■ **本文抜粋**:
- - -

9.マス・メディアの重要性を考えて、15年前、わたしは、マス・メディアの使用を個人や小グループの企画に完全に委ねるのは不適当だと判断し、それをはっきりと司牧計画に組み入れることを提案しました(8)。とりわけ新しい情報通信技術は、さらに便利なコミュニケーションの手段を生み出しています。こうしたコミュニケーションの手段を、キリスト教共同体のさまざまな業務における司牧的統治や組織づくりのために役立てなければなりません。そのことを示す、現代のはっきりした例の一つが、インターネットです。インターネットは、多くの情報の提供源となるだけでなく、人びとが相互にコミュニケーションを行うためにも適しています(9)。多くのキリスト信者が、すでにこの情報通信手段を創造的なしかたで利用しています。彼らは、福音宣教や教育だけでなく、教会内の通信、管理、統治のために、インターネットが持つ力を探究しているのです。しかしながら、インターネットと並んで、他の新しい通信手段や、伝統的なメディアも用いる必要があります。日刊紙、週刊紙、さまざまな出版物、カトリック機関が放送するテレビとラジオは、教会内のコミュニケーション全体から見て、その大きな有用性を失っていないからです。
 伝える内容を、さまざまなグループの必要に合わせなければならないのは当然です。しかし、常に目指さなければならないのは、人びとが、伝えられた内容の倫理的・道徳的側面に気づくようにすることです(10)。同じく、メディア業界で働く人が、日常業務の中で生じる特殊な緊張関係や倫理的ジレンマに対処することができるように、彼らに必要な養成と司牧的な配慮を与えるよう努めることも重要です。このような人びとの多くが、「倫理や道徳の分野で正しいことを知り、実行したいと真面目に望み」、教会に指導と助けを期待しているからです(11)。

Ⅳ マス・メディア――社会的な大問題の十字路

10.教会は、主から救いの告知を委ねられているがゆえに、人類の教師でもあります。それゆえ教会は、最近の広報手段の発展がもたらす展望と責任に関して、理解を深めるために寄与しなければならないと考えます。とりわけ、広報手段の発展は、一人ひとりの人の良心に影響を及ぼし、彼らの思考を形づくり、ものの見方を規定します。そのため、マス・メディアが伝統文化を保護し促進すべきだということを、強く、またはっきりと強調しなければなりません。広報メディアは、教育や倫理的責任の点でも、法や制度的規範との関連からも、権利と義務とから成る、全体的な枠組みの中に位置づけられなければなりません。
 メディアを、共通善に奉仕するように積極的なかたちで発展させることは、一人ひとりの人の責任でもあり、またすべての人の責任でもあります(12)。メディアは、経済、政治、文化と密接な関係を持っています。ですから、人格の中心的な意味と尊厳、社会の基本的な単位としての家庭が持つ、すべてに優る重要性、また、さまざまなことがらの間の適正な関係を守ることができるような、運用のシステムが必要です。

11.わたしたちには、取り組まなければならない3つの根本的な課題があります。すなわち、教育と参加と対話です。
 まず求められているのは、マス・メディアを賢明かつ適切なかたちで理解し、用いることができるようにするための、教育という大きな仕事です。メディアが社会に導入した新しいことば遣いが、学習過程も、人間関係のあり方も変容させています。ですから、適切な教育を行わないと、こうしたメディアは、人間に奉仕するどころか、深刻なかたちで人間の道具化や操作をもたらす恐れがあります。このことは、とくに若者についていえます。若者は本来、新しい技術を好むので、なおさら、メディアを責任をもって批判的に用いるための教育がいっそう必要とされるのです。

- - -

■ **元データ**:
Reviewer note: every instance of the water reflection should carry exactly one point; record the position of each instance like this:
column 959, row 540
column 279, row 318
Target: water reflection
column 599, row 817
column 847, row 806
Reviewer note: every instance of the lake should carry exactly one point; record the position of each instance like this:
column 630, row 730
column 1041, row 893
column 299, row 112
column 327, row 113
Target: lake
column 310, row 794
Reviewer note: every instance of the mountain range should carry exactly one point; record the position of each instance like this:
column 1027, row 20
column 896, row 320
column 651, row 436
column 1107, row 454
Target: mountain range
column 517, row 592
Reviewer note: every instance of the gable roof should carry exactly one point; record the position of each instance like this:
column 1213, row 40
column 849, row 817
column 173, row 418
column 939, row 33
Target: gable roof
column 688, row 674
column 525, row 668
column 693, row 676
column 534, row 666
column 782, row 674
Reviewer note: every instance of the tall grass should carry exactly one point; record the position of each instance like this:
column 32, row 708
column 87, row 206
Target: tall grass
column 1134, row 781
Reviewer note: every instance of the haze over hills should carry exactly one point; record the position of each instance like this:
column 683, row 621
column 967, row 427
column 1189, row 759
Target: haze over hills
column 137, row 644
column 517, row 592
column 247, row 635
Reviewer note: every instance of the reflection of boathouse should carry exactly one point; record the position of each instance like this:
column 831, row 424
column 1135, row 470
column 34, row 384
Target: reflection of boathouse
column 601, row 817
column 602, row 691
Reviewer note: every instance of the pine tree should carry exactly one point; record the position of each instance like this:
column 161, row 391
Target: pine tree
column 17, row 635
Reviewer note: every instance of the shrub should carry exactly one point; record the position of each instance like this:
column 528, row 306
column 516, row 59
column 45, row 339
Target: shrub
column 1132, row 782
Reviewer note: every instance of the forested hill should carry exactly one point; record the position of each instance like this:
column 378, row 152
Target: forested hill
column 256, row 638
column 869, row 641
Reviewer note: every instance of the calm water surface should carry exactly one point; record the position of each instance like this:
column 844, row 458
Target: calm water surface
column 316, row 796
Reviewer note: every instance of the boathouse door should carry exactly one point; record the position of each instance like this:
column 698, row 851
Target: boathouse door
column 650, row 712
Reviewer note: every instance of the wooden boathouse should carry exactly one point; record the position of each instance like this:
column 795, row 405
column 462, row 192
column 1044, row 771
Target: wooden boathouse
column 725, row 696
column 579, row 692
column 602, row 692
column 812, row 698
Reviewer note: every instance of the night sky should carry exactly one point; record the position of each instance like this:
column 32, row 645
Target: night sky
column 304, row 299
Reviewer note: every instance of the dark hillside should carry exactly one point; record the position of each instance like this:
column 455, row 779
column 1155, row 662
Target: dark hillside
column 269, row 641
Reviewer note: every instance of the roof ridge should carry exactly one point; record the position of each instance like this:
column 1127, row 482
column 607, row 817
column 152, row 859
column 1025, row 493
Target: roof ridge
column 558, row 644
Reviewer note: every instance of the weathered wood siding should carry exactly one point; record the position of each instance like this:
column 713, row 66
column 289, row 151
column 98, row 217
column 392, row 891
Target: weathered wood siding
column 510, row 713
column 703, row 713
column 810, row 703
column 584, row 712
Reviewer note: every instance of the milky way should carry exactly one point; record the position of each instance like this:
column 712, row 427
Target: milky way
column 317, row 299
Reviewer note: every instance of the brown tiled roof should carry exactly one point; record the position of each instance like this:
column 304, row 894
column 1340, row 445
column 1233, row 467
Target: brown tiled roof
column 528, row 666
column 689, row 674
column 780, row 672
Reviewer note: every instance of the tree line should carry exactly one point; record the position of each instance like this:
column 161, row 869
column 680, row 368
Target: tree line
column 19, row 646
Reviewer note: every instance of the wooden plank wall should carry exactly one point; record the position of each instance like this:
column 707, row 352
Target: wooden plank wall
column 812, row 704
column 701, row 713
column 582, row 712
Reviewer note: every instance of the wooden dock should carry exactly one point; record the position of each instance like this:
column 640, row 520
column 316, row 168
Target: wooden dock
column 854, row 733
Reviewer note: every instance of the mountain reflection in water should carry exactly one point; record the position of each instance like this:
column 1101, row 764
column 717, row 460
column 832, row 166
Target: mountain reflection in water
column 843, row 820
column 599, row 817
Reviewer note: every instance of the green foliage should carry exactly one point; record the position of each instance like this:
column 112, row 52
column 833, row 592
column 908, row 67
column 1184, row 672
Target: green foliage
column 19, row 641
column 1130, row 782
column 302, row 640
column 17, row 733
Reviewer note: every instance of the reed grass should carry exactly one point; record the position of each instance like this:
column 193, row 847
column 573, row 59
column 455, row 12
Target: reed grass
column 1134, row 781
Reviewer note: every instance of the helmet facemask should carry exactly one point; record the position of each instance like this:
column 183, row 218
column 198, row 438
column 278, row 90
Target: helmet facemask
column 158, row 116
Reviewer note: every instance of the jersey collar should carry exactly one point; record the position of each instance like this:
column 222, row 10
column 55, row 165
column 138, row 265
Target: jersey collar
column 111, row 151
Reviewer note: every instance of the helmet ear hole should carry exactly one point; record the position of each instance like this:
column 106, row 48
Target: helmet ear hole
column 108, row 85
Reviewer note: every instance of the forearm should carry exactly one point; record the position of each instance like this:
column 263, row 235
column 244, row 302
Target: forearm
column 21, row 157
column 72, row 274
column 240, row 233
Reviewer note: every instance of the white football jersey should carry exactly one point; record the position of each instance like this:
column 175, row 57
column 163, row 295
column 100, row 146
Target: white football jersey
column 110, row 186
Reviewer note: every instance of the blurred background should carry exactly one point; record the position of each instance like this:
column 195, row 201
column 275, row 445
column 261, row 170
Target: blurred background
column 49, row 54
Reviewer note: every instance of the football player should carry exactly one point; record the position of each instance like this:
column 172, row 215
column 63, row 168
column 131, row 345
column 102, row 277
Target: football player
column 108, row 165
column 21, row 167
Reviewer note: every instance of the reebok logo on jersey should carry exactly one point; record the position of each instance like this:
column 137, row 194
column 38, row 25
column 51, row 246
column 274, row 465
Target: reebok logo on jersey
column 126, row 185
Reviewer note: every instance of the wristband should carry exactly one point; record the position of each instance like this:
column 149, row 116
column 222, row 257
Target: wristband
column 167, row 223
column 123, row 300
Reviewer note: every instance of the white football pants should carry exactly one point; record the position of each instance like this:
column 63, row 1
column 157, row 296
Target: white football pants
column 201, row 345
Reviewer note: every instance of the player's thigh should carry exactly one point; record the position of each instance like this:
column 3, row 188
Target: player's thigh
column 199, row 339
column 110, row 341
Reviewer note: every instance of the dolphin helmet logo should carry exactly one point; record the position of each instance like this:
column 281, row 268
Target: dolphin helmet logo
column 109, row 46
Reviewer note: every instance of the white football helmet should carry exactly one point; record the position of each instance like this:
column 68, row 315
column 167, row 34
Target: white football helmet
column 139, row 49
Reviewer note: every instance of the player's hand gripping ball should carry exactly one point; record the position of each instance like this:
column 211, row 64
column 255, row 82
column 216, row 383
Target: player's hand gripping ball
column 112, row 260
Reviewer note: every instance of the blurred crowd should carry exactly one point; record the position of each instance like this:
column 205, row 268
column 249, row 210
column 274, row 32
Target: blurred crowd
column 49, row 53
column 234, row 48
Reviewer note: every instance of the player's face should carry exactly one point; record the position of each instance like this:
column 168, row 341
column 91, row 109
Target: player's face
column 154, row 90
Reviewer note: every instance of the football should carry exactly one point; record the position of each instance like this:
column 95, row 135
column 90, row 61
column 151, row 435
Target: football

- - -

■ **取り組む課題**:
1/ マス・メディアについての本文のうち、「伝える内容を、さまざまなグル」から「づけられなければなりません。」までを、両端も含めてそのまま書き写してもらえますか？
2/ マス・メディアについての本文を、示されている最後の文の次から書き進めてもらえますか？

■ **課題の解答**:
1/
伝える内容を、さまざまなグループの必要に合わせなければならないのは当然です。しかし、常に目指さなければならないのは、人びとが、伝えられた内容の倫理的・道徳的側面に気づくようにすることです(10)。同じく、メディア業界で働く人が、日常業務の中で生じる特殊な緊張関係や倫理的ジレンマに対処することができるように、彼らに必要な養成と司牧的な配慮を与えるよう努めることも重要です。このような人びとの多くが、「倫理や道徳の分野で正しいことを知り、実行したいと真面目に望み」、教会に指導と助けを期待しているからです(11)。

Ⅳ マス・メディア――社会的な大問題の十字路

10.教会は、主から救いの告知を委ねられているがゆえに、人類の教師でもあります。それゆえ教会は、最近の広報手段の発展がもたらす展望と責任に関して、理解を深めるために寄与しなければならないと考えます。とりわけ、広報手段の発展は、一人ひとりの人の良心に影響を及ぼし、彼らの思考を形づくり、ものの見方を規定します。そのため、マス・メディアが伝統文化を保護し促進すべきだということを、強く、またはっきりと強調しなければなりません。広報メディアは、教育や倫理的責任の点でも、法や制度的規範との関連からも、権利と義務とから成る、全体的な枠組みの中に位置づけられなければなりません。

2/
 第二に、メディアへのアクセスの問題と、メディアの管理における共同責任に基づく参加の問題について、注意を喚起したいと思います。広報メディアが人類全体の善益を目指すものであるなら、すべての人が真の意味でその運営に参加することを可能にするような、新しい手段を常に見いださなければなりません。それには、適切な法的措置を講じることも含みます。わたしたちは共同責任の文化をはぐくむ必要があります。
 最後に、マス・メディアは、相互の認識を深める手段となることを通じて、連帯と平和のための対話を促進するという、大きな可能性を持っていることを忘れてはなりません。マス・メディアは、民族間の理解を深めるために用いられれば、善をもたらす力強い手段になりますが、不正と紛争を助長するために用いられれば、破壊的な「武器」ともなるのです。敬愛すべきわたしの先任者である教皇ヨハネ二十三世は、メディアが潜在的に有するそのような危険を、すでに回勅『パチェム・イン・テリス』(13)の中で、人類に対する預言として警告しました。

12.「教会における世論」の役割と、「世論における教会」の役割に関する考察は、大きな関心を呼び起こしました。カトリック新聞・雑誌編集者国際会議の参加者との謁見において、わたしの敬愛すべき先任者であるピオ十二世は、もし教会に世論がなかったら、教会生活には何かが欠けていると述べました。以来、これと同じ見解は、他の機会にも繰り返して表明されてきました(14)。また、教会法でも、一定の条件の下で、自己の意見を表明する権利が認められています(15)。確かに、信仰の真理は、恣意(しい)的な解釈に委ねられるものではありません。また、他者の権利の尊重は、意見の表明を自ずから制約します。しかし、正義と英知を尊重しながら対話するのであれば、カトリック信徒が意見交換を行うことは、依然として可能だといわなければなりません。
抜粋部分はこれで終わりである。